## Problem to work on
Pick out and copy each line of the records below that contains the word "road".

— Start of Material for this exercise —

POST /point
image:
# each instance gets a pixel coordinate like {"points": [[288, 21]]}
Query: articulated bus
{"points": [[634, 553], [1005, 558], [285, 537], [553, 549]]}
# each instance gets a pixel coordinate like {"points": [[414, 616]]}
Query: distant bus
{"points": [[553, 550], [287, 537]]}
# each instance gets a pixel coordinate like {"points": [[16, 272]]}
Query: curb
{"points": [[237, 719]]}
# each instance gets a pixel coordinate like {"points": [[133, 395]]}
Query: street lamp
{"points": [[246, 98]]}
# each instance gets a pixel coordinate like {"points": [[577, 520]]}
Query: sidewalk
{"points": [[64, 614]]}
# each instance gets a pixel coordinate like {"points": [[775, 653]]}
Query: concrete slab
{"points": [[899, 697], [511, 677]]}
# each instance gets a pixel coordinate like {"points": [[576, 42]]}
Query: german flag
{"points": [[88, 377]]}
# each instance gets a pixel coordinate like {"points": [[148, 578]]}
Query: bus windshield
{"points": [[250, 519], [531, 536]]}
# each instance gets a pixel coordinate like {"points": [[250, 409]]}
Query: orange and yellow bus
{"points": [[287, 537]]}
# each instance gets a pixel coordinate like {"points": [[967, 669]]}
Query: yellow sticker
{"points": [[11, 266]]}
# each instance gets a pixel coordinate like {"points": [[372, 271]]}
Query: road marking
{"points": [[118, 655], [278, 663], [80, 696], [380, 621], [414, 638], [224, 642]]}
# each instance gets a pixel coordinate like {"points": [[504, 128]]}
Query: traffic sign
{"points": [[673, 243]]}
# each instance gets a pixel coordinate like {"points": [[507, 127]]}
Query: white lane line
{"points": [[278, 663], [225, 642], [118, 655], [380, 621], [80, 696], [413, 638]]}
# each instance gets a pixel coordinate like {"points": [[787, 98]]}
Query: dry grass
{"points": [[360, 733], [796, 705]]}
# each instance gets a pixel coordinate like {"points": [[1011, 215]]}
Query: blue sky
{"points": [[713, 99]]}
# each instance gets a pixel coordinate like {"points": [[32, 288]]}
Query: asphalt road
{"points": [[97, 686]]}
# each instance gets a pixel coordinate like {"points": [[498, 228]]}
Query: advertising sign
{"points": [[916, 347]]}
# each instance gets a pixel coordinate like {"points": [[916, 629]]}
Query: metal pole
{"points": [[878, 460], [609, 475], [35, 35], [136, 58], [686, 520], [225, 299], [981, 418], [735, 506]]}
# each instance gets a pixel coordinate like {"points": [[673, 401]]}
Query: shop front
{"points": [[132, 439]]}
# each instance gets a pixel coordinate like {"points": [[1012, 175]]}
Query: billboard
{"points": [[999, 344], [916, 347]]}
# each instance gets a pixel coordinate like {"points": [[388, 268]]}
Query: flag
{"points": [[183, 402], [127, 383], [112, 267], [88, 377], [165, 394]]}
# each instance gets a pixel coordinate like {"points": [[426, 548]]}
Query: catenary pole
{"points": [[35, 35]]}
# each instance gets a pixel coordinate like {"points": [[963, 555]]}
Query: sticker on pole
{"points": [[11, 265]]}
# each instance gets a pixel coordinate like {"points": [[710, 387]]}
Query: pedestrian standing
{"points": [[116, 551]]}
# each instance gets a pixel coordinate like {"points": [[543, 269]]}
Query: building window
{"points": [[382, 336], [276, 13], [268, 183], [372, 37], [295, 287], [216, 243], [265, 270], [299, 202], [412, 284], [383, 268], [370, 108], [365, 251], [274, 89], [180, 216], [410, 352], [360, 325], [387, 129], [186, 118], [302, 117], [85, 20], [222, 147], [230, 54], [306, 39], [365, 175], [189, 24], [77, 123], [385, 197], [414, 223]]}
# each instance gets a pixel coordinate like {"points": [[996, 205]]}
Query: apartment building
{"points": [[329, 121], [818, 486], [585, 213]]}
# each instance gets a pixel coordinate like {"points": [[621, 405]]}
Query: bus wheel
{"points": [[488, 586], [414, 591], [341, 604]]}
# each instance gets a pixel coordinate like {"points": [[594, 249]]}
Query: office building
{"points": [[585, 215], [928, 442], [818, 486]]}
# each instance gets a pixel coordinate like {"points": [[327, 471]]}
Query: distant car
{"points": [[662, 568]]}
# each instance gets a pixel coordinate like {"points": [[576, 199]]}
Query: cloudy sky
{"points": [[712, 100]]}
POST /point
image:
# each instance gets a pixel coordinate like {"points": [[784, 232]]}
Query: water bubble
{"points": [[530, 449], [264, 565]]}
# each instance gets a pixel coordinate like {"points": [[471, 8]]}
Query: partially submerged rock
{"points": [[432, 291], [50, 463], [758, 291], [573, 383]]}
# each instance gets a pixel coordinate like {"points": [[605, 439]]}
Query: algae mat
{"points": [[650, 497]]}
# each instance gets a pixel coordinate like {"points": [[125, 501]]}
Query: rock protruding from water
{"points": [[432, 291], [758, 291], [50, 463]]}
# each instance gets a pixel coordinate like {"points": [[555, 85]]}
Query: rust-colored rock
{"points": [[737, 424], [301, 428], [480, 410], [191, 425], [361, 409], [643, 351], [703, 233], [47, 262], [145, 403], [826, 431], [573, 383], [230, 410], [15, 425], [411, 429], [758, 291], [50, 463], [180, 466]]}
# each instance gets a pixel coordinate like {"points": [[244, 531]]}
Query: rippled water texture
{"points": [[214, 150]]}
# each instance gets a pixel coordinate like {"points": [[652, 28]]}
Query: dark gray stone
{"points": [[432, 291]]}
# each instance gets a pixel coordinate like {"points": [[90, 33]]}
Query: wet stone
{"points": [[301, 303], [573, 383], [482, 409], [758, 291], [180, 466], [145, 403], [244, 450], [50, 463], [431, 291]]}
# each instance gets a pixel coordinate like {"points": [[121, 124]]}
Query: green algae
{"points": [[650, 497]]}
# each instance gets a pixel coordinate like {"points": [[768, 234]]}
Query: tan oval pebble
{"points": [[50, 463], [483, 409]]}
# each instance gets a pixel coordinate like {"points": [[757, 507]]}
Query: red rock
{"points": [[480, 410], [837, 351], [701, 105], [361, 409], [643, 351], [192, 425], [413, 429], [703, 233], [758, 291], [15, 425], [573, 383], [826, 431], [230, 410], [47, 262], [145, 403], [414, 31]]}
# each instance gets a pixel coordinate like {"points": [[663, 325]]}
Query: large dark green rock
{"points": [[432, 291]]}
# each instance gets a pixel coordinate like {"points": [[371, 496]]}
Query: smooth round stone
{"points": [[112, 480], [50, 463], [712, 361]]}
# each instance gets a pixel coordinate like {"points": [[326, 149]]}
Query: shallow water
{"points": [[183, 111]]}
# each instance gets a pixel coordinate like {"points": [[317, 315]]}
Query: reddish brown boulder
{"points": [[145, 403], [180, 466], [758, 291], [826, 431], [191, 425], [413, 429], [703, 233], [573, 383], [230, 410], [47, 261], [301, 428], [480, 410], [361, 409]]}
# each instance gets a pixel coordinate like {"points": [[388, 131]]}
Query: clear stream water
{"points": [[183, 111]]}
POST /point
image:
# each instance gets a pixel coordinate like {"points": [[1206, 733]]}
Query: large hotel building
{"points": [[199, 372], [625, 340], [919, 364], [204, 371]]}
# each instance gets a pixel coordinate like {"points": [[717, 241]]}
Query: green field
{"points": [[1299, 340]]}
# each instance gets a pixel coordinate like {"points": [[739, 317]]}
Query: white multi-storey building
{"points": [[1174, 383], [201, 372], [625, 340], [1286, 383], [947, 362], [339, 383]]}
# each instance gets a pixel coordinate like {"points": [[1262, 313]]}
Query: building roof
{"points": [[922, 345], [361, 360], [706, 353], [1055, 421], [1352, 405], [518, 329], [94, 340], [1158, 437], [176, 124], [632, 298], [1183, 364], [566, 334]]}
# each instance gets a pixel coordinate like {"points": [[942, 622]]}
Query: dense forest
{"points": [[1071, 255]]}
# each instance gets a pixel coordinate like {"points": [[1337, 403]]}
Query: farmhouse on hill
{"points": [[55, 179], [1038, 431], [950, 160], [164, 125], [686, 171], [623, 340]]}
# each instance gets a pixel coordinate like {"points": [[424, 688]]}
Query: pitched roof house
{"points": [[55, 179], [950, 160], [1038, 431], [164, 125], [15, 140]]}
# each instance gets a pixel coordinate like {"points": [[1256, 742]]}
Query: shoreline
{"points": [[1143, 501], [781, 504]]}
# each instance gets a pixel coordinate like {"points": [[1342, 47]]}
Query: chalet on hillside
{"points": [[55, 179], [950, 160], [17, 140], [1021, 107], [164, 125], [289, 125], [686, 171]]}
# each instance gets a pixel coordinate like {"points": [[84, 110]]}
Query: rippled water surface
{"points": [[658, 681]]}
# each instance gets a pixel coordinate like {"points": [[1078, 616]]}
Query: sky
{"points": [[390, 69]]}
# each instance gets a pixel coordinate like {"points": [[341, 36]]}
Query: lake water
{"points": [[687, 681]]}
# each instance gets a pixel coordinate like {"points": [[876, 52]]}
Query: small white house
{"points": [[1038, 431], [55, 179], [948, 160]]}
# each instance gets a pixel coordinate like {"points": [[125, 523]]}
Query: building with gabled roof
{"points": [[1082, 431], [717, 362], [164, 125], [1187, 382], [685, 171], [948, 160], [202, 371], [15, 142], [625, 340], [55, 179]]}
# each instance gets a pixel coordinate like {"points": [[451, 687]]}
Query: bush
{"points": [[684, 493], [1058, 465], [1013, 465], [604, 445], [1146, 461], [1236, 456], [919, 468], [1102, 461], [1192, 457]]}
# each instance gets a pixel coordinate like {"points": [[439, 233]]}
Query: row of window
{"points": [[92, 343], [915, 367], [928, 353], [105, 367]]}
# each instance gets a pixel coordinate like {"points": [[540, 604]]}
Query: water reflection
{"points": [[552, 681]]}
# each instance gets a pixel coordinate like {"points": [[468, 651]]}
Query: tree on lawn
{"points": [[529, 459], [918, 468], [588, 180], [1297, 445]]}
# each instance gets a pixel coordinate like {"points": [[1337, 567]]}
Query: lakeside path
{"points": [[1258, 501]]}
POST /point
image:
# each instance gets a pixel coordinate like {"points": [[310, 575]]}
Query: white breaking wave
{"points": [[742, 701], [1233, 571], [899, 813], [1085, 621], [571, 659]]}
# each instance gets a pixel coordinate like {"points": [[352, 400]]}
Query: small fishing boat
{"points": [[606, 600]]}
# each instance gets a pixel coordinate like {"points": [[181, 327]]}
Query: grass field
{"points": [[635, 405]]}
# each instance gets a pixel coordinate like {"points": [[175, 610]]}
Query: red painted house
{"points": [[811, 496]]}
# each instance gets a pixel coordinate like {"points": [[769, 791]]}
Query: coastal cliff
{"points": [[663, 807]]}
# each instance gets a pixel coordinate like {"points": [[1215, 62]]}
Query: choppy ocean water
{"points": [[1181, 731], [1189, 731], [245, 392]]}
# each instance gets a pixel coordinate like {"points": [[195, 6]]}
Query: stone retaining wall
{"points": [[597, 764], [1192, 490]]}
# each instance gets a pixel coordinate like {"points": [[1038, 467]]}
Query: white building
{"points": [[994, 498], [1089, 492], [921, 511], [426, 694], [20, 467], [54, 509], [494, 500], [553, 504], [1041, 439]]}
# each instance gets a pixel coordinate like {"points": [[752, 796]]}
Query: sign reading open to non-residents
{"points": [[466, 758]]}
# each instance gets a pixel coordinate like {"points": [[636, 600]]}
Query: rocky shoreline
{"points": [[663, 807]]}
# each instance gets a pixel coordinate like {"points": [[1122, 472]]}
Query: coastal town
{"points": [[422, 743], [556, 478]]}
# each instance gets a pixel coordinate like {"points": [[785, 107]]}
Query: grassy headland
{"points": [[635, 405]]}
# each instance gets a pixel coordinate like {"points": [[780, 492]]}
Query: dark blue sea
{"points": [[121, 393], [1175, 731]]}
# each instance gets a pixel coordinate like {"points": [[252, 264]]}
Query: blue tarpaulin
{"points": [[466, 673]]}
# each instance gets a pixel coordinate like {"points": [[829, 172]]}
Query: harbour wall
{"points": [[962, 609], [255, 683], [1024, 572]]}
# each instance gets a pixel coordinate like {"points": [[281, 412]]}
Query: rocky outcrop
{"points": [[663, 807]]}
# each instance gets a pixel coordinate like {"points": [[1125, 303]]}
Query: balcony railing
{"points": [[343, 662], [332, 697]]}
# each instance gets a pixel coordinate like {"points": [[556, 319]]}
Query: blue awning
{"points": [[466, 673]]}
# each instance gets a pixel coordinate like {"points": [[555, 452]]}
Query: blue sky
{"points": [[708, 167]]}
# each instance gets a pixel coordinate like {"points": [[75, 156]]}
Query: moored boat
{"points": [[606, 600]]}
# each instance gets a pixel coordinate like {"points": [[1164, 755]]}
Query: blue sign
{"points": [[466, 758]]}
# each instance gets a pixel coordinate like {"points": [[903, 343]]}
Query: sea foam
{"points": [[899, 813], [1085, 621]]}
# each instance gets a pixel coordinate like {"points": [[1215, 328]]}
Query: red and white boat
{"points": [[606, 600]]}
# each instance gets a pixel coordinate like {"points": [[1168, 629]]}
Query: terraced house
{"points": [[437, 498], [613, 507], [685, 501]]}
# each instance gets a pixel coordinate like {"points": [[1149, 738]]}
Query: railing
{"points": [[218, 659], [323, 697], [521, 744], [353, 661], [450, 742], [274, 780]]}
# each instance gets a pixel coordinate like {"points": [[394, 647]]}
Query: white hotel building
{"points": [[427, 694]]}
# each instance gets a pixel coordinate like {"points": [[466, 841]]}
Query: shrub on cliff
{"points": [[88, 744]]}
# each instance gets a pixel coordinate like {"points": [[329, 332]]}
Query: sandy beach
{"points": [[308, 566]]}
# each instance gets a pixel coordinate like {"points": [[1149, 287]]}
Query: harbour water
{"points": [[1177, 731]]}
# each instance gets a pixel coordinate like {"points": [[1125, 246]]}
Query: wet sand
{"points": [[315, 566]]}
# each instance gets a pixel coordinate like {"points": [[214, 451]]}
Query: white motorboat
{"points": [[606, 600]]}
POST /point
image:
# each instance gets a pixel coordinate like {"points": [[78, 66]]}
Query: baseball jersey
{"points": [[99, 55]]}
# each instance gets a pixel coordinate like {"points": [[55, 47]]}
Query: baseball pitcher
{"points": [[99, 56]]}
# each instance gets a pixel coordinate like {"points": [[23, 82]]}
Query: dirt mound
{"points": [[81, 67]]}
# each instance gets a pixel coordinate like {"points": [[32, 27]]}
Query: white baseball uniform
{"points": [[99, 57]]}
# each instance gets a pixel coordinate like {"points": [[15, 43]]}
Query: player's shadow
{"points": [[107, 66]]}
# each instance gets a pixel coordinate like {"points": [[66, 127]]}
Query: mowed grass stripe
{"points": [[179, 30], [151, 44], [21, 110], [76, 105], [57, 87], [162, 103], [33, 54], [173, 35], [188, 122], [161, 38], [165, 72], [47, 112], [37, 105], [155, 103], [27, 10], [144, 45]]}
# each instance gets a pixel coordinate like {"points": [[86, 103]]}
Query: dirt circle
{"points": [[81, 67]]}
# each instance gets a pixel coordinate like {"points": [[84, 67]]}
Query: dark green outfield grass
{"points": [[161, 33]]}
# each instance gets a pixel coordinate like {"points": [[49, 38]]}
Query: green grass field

— End of Material for this exercise —

## Answer to this problem
Query: road marking
Query: asphalt road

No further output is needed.